- [PROBLEM TO SOLVE]:
Write each entry down again precisely, skipping nothing.

(Stored records)
+ + + + +
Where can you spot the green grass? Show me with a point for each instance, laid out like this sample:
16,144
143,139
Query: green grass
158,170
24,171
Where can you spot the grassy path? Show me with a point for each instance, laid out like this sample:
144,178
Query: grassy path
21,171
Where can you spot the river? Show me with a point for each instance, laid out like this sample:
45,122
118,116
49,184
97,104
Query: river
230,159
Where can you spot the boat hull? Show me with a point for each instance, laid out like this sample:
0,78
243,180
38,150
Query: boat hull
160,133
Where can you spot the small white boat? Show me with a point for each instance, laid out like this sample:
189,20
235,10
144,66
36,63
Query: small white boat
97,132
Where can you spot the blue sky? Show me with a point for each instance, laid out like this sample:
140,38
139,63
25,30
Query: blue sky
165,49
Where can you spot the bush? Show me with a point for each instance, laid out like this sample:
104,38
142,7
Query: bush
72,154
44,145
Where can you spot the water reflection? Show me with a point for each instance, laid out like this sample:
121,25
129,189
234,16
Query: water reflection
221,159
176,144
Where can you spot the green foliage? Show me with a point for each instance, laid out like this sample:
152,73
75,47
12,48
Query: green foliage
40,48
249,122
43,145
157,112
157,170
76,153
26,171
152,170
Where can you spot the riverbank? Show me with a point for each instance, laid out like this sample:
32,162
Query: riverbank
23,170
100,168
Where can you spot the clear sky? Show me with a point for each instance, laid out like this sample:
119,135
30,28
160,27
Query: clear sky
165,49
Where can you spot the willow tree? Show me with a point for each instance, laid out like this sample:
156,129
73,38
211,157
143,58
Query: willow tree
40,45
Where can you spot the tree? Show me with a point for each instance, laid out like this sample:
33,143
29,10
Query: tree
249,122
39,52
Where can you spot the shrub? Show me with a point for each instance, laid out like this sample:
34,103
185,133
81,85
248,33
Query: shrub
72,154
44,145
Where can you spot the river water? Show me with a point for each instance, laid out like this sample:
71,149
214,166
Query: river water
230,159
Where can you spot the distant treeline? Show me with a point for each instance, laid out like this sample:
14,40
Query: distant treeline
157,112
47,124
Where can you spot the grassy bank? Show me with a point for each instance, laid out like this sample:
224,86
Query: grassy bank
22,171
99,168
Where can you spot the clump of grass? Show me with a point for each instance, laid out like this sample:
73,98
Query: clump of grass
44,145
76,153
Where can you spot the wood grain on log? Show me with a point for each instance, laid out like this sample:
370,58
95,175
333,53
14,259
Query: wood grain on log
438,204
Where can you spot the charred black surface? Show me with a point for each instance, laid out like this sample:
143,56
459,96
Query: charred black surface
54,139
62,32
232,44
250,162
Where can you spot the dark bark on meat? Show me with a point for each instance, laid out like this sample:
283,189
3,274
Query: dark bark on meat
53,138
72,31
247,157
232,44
+ + + + +
- [WRITTEN ANSWER]:
Where can you spot the green grass? Show me with a point for each instance, laid out like this sample:
16,144
143,139
Query: green grass
158,170
24,171
Where can you spot the grassy path? Show me with a point for each instance, laid out like this sample:
144,178
Query: grassy path
21,171
Where can you spot the river? Show me with a point for each instance, laid out like this sample:
45,122
118,116
49,184
97,104
Query: river
230,159
Where can you spot the boat hull? Show me with a point for each instance, laid out like this sample:
0,78
243,180
38,150
Query: boat hull
160,133
Where can you spot the small white boat? Show me with a point for each instance, laid out like this sample:
189,20
235,10
144,66
36,63
Query: small white boat
97,132
Where can you spot the blue sky? Show me with a point for each instance, laid out like this sample:
140,38
139,63
25,30
Query: blue sky
165,49
Where can you spot the bush? Show me with a point for each instance, laid out like this sample:
104,38
142,7
Query: bush
72,154
44,145
Where can you spot the water reflection? Show me with a point for each instance, laid out like this sample:
121,25
129,189
234,16
Query: water reflection
221,159
176,144
Where can you spot the green foliage? Show me with a point for each instance, laid out like this sample:
152,73
75,47
12,48
Query: green foliage
40,48
249,122
43,145
157,112
157,170
76,153
26,171
152,170
Where can you spot the riverbank? Show me with a point for each instance, laid out like this sample:
32,162
Query: riverbank
23,170
100,168
Where can you spot the clear sky? Show me with a point for each instance, laid out like this sample:
119,135
30,28
160,27
Query: clear sky
165,49
Where can you spot the willow tree? Show me with a point for each instance, laid out like this sample:
156,129
73,38
211,157
143,58
Query: willow tree
40,45
Where can you spot the tree? Show me with a point for each instance, laid out like this sample:
33,143
29,10
Query: tree
249,122
39,52
Where can you spot the shrub? Show me with a point for each instance, laid out like this sample:
34,103
185,133
81,85
248,33
Query: shrub
72,154
44,145
Where can you spot the river water? Show me with a point for each instance, laid out like this sample:
71,149
214,166
Query: river water
230,159
Where can you spot the distant treeline? Show me with a point for each instance, laid out like this sample:
14,40
Query: distant treeline
157,112
47,124
Where can you spot the grassy bank? Show me with a point for each instance, laid out like this sample:
224,86
Query: grassy bank
22,171
99,168
Where can you spot the clump of grass? Show me with a point for each instance, laid out like this sample:
73,98
Query: clump of grass
44,145
76,153
Where can you spot the wood grain on log? Show me with a point for each instance, laid out like this sample:
370,58
95,175
333,53
14,259
Query: wood grain on log
438,204
Where can you spot the charred black surface? Show me with a point for each instance, laid out like this sample:
143,56
459,96
Query: charred black surface
54,139
62,32
232,44
250,162
Where can you spot the dark bark on meat? Show me with a point for each instance, laid out like this sample:
283,189
3,274
Query: dark bark on meat
53,138
72,31
247,157
232,44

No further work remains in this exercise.